EXERCISE OBJECTIVE |
Gather the lines below that include the string "grass", copying each in full.

Point localization data |

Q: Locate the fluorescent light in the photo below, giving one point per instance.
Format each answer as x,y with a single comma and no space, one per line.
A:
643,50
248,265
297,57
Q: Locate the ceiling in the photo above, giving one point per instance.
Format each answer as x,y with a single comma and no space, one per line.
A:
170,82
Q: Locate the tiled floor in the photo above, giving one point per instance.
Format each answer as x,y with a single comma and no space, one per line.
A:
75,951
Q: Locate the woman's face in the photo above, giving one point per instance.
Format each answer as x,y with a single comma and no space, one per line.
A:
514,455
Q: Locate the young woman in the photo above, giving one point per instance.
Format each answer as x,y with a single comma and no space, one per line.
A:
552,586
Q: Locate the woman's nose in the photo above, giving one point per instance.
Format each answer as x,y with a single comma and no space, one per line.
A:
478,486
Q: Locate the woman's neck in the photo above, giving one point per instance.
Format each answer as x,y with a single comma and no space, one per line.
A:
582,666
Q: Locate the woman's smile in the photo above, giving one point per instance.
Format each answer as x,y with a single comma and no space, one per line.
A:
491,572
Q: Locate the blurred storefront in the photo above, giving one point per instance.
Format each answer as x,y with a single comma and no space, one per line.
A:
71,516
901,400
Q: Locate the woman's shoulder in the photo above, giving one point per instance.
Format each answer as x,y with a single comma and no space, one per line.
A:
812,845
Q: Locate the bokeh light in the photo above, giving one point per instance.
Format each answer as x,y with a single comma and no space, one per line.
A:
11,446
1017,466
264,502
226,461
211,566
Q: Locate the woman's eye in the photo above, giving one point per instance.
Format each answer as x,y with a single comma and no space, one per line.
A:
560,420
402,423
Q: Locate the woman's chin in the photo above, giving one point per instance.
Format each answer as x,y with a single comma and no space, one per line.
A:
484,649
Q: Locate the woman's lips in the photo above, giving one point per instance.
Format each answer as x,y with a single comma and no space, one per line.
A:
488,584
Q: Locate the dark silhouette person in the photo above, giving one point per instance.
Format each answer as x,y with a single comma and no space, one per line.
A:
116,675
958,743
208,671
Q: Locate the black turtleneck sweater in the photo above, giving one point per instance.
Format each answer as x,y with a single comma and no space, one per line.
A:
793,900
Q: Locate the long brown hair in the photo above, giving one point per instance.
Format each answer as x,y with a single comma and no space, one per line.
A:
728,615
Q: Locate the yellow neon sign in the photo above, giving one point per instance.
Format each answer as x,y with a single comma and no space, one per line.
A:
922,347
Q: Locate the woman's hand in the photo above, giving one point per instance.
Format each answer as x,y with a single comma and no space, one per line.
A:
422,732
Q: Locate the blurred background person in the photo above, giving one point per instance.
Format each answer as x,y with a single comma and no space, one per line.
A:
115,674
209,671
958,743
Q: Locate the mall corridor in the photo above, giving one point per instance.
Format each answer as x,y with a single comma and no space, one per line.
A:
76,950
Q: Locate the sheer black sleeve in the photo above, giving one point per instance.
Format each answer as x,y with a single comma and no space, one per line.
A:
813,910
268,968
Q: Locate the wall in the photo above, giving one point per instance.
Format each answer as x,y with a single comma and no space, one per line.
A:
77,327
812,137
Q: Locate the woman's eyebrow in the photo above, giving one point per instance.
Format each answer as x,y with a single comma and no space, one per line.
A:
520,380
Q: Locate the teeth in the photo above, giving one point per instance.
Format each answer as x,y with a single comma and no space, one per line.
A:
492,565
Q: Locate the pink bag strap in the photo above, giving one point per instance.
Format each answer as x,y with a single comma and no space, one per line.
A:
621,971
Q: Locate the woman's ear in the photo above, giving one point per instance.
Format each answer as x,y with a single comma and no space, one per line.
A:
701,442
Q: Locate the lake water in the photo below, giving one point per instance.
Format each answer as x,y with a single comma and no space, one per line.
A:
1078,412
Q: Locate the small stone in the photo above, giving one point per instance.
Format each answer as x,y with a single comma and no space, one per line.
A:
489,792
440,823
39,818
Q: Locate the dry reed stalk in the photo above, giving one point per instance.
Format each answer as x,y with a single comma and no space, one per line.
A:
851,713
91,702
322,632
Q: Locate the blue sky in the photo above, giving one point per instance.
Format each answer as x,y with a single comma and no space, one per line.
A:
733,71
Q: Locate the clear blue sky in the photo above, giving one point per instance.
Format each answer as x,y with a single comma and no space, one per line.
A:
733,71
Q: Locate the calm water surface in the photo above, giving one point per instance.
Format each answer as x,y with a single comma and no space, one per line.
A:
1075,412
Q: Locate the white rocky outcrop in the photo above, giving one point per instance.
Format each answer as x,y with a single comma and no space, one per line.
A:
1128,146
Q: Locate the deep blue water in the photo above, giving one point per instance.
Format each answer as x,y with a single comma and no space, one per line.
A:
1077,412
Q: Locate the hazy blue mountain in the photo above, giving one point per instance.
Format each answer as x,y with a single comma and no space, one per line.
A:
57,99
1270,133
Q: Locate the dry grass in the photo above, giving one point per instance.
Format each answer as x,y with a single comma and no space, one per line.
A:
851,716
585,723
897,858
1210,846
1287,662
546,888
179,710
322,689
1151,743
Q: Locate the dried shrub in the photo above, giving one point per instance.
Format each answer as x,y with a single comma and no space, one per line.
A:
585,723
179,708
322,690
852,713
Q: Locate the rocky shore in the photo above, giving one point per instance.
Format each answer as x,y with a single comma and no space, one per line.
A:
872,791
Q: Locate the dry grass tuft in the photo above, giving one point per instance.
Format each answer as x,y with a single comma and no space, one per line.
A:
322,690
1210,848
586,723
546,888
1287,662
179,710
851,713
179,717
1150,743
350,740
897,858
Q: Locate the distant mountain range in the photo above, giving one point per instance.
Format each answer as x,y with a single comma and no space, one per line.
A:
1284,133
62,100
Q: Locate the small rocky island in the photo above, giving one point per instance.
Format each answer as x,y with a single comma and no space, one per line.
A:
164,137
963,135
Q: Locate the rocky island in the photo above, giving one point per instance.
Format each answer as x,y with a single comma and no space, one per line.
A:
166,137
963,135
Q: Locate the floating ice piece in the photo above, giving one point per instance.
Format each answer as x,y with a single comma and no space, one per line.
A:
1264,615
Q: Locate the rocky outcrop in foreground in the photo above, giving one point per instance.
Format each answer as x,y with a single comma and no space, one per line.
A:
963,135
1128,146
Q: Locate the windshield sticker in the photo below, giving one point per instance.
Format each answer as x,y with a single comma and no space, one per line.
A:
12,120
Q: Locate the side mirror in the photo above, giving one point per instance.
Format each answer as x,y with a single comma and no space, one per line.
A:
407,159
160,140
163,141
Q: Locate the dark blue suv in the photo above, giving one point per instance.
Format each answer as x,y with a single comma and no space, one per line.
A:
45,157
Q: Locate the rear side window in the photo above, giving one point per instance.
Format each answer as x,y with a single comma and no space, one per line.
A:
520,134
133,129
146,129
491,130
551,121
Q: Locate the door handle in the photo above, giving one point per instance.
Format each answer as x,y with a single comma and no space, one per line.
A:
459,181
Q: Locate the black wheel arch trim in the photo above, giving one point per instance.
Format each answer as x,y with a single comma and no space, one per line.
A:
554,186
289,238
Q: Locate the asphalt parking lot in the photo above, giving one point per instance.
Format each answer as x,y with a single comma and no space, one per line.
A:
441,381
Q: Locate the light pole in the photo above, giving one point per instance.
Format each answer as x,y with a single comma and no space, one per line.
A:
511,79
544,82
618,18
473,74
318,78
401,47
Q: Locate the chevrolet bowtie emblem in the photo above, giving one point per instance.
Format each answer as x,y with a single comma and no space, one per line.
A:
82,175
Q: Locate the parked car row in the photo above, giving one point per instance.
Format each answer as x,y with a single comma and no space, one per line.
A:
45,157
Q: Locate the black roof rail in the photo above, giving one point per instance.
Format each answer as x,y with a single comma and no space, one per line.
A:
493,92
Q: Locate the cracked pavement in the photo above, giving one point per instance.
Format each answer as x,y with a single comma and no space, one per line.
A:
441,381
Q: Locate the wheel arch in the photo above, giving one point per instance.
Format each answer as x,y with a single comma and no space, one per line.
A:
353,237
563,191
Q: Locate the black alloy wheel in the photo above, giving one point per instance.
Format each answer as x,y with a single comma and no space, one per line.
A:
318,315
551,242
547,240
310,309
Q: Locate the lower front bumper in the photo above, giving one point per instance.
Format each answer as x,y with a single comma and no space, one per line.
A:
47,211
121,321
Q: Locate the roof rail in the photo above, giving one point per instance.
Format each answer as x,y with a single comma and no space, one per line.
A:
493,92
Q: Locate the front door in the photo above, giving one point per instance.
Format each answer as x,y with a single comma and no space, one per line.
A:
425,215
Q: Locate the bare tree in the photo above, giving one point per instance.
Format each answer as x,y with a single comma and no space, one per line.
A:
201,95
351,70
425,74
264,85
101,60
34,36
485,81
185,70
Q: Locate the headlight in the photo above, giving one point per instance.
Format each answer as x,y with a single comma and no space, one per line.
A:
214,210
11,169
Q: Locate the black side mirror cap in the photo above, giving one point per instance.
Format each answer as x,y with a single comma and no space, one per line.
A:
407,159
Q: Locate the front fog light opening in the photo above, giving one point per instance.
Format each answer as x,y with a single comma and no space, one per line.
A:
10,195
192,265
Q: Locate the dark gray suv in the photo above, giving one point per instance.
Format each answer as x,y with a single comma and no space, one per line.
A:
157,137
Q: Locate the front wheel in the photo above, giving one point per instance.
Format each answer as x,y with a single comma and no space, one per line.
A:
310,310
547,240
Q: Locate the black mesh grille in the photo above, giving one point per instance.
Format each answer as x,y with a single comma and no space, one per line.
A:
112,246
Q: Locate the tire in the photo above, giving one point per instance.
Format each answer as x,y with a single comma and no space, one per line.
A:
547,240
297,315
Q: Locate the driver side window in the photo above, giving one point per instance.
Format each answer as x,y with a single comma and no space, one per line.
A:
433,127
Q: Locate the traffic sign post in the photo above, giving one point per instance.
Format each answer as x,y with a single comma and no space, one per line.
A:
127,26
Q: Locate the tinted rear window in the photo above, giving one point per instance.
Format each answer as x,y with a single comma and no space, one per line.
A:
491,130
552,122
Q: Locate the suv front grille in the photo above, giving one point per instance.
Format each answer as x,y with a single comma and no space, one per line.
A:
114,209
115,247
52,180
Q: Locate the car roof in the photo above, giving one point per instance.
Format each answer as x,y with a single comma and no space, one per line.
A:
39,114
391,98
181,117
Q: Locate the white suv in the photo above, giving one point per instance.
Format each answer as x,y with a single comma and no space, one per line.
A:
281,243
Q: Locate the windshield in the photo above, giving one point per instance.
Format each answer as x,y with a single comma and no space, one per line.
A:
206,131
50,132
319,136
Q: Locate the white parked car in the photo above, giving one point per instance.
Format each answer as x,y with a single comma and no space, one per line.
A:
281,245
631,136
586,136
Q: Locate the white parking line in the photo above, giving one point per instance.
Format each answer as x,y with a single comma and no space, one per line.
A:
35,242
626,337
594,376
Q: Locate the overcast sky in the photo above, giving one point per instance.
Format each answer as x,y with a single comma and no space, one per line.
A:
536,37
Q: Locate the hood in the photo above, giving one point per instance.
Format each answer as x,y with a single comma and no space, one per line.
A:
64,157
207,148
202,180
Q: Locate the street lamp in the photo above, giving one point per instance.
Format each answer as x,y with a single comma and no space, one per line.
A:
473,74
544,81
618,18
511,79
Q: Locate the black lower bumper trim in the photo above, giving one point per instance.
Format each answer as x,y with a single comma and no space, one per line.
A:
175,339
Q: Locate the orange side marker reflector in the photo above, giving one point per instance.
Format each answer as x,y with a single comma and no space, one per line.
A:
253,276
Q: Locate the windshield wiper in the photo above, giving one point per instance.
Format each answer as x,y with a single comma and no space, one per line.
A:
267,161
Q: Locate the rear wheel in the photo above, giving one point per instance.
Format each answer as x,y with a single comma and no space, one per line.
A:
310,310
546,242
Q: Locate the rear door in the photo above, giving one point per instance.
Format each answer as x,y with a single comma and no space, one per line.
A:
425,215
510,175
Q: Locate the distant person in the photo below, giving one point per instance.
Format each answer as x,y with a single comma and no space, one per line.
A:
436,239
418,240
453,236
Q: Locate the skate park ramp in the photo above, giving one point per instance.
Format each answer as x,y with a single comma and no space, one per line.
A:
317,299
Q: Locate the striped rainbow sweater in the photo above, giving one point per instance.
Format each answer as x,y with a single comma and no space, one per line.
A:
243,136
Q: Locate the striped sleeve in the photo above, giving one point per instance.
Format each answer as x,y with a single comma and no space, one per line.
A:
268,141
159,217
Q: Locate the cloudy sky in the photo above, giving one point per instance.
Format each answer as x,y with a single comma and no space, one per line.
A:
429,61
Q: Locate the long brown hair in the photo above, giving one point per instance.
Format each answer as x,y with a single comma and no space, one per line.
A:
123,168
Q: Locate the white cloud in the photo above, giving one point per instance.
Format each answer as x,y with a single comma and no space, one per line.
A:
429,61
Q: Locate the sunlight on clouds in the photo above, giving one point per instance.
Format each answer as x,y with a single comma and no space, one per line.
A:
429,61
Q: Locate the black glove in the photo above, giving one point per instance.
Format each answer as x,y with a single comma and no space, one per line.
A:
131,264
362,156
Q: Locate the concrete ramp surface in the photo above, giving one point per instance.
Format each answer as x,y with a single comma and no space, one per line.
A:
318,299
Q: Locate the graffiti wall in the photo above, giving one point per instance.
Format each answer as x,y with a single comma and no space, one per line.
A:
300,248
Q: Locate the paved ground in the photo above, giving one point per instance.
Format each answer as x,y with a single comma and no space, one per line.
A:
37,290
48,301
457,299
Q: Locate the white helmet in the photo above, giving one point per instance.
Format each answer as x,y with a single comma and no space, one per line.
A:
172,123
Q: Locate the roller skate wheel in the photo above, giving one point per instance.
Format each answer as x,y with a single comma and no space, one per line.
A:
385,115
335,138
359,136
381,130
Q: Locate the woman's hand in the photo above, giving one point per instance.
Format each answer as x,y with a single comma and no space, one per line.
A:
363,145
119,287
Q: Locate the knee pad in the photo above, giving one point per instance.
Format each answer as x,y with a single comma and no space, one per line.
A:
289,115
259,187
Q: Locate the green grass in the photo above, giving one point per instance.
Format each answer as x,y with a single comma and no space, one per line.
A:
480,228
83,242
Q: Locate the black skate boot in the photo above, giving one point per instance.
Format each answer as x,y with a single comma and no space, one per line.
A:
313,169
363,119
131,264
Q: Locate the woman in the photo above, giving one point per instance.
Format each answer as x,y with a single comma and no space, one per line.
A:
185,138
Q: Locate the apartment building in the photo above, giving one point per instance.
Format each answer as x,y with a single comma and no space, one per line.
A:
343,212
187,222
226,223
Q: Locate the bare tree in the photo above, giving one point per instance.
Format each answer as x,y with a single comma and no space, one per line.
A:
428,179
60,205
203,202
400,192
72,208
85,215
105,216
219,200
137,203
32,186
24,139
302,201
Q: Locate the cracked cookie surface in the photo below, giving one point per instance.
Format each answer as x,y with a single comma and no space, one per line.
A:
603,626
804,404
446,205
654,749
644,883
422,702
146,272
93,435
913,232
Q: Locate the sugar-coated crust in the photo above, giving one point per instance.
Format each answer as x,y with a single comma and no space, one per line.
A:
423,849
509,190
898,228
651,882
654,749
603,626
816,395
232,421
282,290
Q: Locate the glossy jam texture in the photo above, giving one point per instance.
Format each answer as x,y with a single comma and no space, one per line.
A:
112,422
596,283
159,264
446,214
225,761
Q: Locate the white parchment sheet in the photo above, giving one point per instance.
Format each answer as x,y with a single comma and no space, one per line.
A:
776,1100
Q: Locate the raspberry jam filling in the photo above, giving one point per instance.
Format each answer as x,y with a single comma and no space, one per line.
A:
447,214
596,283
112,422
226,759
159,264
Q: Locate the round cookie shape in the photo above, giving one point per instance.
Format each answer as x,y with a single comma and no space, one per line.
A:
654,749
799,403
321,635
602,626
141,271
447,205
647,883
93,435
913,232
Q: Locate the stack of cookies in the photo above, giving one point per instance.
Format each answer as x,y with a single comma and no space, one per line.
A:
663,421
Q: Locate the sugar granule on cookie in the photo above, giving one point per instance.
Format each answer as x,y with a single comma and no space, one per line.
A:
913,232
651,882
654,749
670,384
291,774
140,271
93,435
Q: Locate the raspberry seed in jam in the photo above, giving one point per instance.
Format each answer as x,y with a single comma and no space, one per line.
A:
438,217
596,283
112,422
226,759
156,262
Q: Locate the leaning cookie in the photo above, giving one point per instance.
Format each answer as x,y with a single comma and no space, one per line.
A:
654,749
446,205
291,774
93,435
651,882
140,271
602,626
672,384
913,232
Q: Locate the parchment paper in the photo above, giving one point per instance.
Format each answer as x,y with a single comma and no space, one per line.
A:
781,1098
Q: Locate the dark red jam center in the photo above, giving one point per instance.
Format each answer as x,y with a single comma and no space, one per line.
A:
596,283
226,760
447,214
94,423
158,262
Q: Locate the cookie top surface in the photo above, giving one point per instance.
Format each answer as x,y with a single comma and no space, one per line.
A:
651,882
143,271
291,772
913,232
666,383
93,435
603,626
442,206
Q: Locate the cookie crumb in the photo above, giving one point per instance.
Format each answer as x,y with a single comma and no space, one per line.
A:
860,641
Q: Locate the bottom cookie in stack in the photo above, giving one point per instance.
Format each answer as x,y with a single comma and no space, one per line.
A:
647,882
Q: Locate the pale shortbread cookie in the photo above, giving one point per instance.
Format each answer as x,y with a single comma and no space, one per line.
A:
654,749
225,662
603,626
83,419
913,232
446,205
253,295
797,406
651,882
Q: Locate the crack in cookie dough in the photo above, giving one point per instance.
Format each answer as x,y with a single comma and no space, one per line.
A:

EXERCISE SOLUTION |
Q: Locate the dry grass in the photo above, giving one point per instance.
Q: Locate the dry grass tuft in the photo above, giving one point per instance.
Q: Locate the green grass in the photo above, giving one point per instance.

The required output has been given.